◆ CONSIGNES:
(1) Dans l'entretien, quel rôle Clairemarie Osta a-t-elle été la première à danser ?
(2) Filtre les lignes et recopie chacune de celles qui contiennent la chaîne « tire ».

◆ TEXTE SOURCE:
━━━━━━

Brigitte Lefèvre : Nous avons eu l'occasion de te voir dans de nombreux rôles. Tu as été la première à danser Tatiana. Quand on est artiste, il y a un moment magique, celui avant que le rideau se lève...Il y a une sorte de cérémonial. Et, quand vous cherchez Clairemarie, normalement, vous le ne la trouvez pas. Pour Onéguine, tu étais assise sur la méridienne, les jambes allongées. Est-ce que tu méditais ?

 

Clairemarie Osta : Pas vraiment. Mais ce moment est comme une seconde naissance. Il y a une attente avant le lever du rideau. Le ballet Onéguine est construit avec une tension particulière, il faut se mettre dans cet état d'esprit.

 

Brigitte Lefèvre : Parlons un peu de technique. C'est quoi pour toi la technique ?

━━━━━━

◆ LISTE DES LIGNES:

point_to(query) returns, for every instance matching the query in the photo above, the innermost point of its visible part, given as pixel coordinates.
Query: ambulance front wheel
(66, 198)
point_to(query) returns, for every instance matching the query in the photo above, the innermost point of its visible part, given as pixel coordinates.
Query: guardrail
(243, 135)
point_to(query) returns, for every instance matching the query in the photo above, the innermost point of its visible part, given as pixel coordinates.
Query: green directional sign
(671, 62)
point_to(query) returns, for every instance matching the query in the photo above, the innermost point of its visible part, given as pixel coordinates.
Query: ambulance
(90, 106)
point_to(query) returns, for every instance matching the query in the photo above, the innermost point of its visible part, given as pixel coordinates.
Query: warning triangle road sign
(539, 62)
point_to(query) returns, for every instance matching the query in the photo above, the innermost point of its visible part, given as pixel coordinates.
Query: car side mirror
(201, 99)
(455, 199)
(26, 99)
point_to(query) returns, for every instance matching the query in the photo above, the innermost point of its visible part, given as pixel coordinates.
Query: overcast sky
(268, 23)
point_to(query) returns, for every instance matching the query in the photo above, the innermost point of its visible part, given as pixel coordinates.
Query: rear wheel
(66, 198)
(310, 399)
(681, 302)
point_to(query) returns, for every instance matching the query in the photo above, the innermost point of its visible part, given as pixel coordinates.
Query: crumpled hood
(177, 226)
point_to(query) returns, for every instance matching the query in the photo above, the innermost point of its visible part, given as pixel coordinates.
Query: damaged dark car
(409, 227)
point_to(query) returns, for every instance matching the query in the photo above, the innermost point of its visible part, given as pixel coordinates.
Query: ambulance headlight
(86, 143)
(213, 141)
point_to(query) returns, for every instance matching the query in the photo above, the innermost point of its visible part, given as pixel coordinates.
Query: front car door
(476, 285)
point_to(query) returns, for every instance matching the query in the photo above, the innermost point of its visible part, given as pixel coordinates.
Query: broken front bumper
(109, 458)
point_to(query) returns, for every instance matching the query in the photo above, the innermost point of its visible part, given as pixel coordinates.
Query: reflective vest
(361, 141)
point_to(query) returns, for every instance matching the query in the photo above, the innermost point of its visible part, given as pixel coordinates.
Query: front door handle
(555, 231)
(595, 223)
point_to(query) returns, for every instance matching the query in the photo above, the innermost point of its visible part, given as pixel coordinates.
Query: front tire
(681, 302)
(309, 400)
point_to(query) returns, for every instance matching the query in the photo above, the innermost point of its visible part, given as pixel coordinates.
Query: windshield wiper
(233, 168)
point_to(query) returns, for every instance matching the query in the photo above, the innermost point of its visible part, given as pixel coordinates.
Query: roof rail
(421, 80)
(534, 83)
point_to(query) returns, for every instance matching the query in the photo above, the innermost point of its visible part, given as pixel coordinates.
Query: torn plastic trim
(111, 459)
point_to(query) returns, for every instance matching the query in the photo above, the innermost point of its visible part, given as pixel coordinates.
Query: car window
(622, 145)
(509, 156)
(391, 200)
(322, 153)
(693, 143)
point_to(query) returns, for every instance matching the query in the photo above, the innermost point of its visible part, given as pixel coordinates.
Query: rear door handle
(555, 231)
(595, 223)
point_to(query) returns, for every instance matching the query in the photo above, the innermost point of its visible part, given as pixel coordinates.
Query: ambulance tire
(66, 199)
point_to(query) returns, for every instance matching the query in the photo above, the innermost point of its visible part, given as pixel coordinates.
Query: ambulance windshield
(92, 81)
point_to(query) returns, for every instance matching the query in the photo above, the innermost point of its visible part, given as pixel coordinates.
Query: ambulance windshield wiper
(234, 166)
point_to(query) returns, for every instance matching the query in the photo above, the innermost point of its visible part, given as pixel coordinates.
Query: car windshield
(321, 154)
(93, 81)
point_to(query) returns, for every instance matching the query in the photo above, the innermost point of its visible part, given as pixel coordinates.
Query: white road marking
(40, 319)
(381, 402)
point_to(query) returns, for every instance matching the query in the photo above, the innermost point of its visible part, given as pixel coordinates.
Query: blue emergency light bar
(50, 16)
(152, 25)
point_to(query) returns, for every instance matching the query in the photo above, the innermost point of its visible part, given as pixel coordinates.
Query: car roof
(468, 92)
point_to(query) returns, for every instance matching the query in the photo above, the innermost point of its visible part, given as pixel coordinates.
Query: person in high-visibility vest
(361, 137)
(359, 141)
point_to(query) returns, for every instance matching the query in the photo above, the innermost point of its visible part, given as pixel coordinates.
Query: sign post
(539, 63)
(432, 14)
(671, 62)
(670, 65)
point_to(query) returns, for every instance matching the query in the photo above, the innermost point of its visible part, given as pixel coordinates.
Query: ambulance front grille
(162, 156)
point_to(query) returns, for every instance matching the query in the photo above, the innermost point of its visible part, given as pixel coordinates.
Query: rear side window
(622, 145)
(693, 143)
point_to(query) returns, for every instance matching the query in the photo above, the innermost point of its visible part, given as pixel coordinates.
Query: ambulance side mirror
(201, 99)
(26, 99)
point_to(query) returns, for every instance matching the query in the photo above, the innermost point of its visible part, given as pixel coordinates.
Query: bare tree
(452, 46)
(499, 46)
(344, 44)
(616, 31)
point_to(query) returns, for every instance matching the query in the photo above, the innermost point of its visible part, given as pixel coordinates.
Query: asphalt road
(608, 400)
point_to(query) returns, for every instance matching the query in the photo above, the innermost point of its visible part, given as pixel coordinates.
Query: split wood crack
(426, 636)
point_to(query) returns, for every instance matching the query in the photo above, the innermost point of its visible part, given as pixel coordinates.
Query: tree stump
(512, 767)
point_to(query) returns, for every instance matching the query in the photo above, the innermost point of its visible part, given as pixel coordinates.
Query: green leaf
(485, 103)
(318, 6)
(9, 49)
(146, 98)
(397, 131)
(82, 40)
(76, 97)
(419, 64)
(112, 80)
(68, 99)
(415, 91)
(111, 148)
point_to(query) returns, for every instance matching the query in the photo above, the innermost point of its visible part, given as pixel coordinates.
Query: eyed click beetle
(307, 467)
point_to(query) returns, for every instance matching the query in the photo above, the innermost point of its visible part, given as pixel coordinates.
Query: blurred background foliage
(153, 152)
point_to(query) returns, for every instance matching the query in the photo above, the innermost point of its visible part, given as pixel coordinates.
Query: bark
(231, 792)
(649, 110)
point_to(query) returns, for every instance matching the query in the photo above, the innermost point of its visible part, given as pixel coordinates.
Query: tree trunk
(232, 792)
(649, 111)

━━━━━━

◆ LISTE DES RÉPONSES:
(1) Tatiana.

(2)
Query: front tire
Query: ambulance tire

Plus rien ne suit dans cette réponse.